━━━ RECORDS PROVIDED ━━━

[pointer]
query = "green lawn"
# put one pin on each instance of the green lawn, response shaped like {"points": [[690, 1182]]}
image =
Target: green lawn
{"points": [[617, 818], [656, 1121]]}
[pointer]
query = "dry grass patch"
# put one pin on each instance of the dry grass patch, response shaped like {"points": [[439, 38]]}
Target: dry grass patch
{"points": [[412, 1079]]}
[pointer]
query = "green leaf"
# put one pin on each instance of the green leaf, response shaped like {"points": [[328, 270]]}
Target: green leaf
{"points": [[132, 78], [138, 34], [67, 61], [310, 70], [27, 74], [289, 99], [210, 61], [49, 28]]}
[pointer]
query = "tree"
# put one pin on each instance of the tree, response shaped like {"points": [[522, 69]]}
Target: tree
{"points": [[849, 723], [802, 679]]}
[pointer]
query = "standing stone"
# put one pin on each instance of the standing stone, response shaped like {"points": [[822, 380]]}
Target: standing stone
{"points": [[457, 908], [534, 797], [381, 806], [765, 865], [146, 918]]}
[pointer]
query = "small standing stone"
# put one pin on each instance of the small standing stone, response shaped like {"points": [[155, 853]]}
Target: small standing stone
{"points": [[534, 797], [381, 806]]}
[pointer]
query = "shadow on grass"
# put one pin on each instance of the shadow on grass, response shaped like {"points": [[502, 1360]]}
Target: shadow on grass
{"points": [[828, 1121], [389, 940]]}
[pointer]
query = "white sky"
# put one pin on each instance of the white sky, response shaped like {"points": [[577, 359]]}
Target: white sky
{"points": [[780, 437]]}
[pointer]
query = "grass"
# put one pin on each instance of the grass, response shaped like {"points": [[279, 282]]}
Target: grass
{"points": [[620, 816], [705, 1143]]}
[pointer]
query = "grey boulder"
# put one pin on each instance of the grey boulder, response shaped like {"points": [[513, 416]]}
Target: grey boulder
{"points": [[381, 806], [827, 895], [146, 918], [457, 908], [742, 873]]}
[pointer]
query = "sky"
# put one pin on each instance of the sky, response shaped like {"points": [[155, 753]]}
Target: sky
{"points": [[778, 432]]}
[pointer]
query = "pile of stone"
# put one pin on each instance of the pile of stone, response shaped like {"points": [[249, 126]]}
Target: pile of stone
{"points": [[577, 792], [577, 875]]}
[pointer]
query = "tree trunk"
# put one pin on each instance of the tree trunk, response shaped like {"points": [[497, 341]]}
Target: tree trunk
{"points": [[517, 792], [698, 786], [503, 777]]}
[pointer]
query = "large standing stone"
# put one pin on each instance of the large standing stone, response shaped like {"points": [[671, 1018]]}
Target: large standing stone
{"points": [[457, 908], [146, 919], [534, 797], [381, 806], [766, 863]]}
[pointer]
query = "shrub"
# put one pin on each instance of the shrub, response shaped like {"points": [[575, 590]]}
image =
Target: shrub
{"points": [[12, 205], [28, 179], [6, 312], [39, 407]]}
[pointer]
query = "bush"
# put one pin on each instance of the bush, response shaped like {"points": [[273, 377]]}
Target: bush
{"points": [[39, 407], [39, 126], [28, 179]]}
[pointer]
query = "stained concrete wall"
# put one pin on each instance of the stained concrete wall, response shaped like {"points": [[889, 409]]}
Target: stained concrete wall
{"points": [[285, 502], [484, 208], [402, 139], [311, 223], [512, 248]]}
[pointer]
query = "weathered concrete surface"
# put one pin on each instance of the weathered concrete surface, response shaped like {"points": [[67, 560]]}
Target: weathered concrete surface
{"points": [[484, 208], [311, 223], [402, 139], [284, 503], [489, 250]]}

━━━

Extract all of the data shown above without alteration.

[pointer]
query = "green lawn"
# put one pin on each instance of the green lawn, response shaped like {"points": [[690, 1182]]}
image =
Target: green lawn
{"points": [[617, 818], [656, 1121]]}
[pointer]
query = "dry grass patch"
# put one pin on each instance of the dry grass patch, response shaped like {"points": [[439, 38]]}
Target: dry grass patch
{"points": [[412, 1079]]}
[pointer]
query = "green leaf"
# put one pin on each instance of the green leaf, response shaped like {"points": [[328, 270]]}
Target: green leaf
{"points": [[132, 78], [138, 34], [67, 61], [310, 70], [27, 74], [289, 99], [210, 61], [49, 28]]}
[pointer]
query = "tree"
# put one pin on each instance of the tree, response shaped like {"points": [[522, 69]]}
Target: tree
{"points": [[849, 723], [802, 679]]}
[pointer]
query = "standing stone"
# put one pin on each instance of the standing stone, response shaped like {"points": [[822, 380]]}
Target: standing stone
{"points": [[457, 908], [534, 797], [381, 806], [765, 865], [146, 918]]}
[pointer]
query = "small standing stone"
# put one pin on each instance of the small standing stone, response shaped like {"points": [[155, 853]]}
Target: small standing stone
{"points": [[534, 797], [381, 806]]}
[pointer]
query = "shadow on grass"
# put one pin on each instance of the shadow on grass, response shaped like {"points": [[502, 1360]]}
Target: shadow on grass
{"points": [[828, 1121], [389, 940]]}
[pointer]
query = "white sky"
# put one pin on each instance of the white sky, response shaped like {"points": [[577, 359]]}
Target: white sky
{"points": [[780, 437]]}
[pointer]
query = "grass"
# put one pin on each instance of the grass, response shaped like {"points": [[279, 282]]}
Target: grass
{"points": [[620, 816], [705, 1143]]}
[pointer]
query = "grey boulder"
# put one pin on each instance of the grey boulder, response shaped like {"points": [[513, 416]]}
Target: grey boulder
{"points": [[381, 806], [827, 895], [146, 918], [457, 908], [742, 873]]}
[pointer]
query = "sky"
# put one pin on each instance of the sky, response shaped like {"points": [[155, 753]]}
Target: sky
{"points": [[778, 432]]}
[pointer]
query = "pile of stone"
# put one pin on each instance of the pile of stone, response shaped like {"points": [[249, 126]]}
Target: pile of stone
{"points": [[577, 792], [577, 875]]}
[pointer]
query = "tree trunk"
# put one pin on each instance of the tree trunk, response shaped like {"points": [[497, 341]]}
Target: tree trunk
{"points": [[517, 792], [698, 786], [503, 777]]}
[pointer]
query = "large standing stone"
# put one pin on each instance of the large standing stone, response shaped like {"points": [[671, 1018]]}
Target: large standing stone
{"points": [[457, 908], [146, 919], [534, 797], [381, 806], [766, 863]]}
[pointer]
query = "shrub"
# put one pin on each instance of the shrub, response shaped like {"points": [[575, 590]]}
image =
Target: shrub
{"points": [[12, 205], [28, 179], [6, 312], [39, 407]]}
[pointer]
query = "bush"
# put one pin on each instance of the bush, response shaped like {"points": [[273, 377]]}
Target: bush
{"points": [[39, 407], [39, 126], [28, 179]]}
[pointer]
query = "stained concrete wall"
# put one pin on each instance of the stained concrete wall, response shaped like {"points": [[889, 409]]}
Target: stained concrete wall
{"points": [[285, 502], [484, 208], [402, 139], [311, 223], [512, 248]]}
[pointer]
query = "weathered concrete surface"
# put one pin on each instance of the weathered concrete surface, response shaped like {"points": [[67, 560]]}
Target: weathered concrete surface
{"points": [[484, 208], [311, 223], [402, 139], [284, 503], [489, 250]]}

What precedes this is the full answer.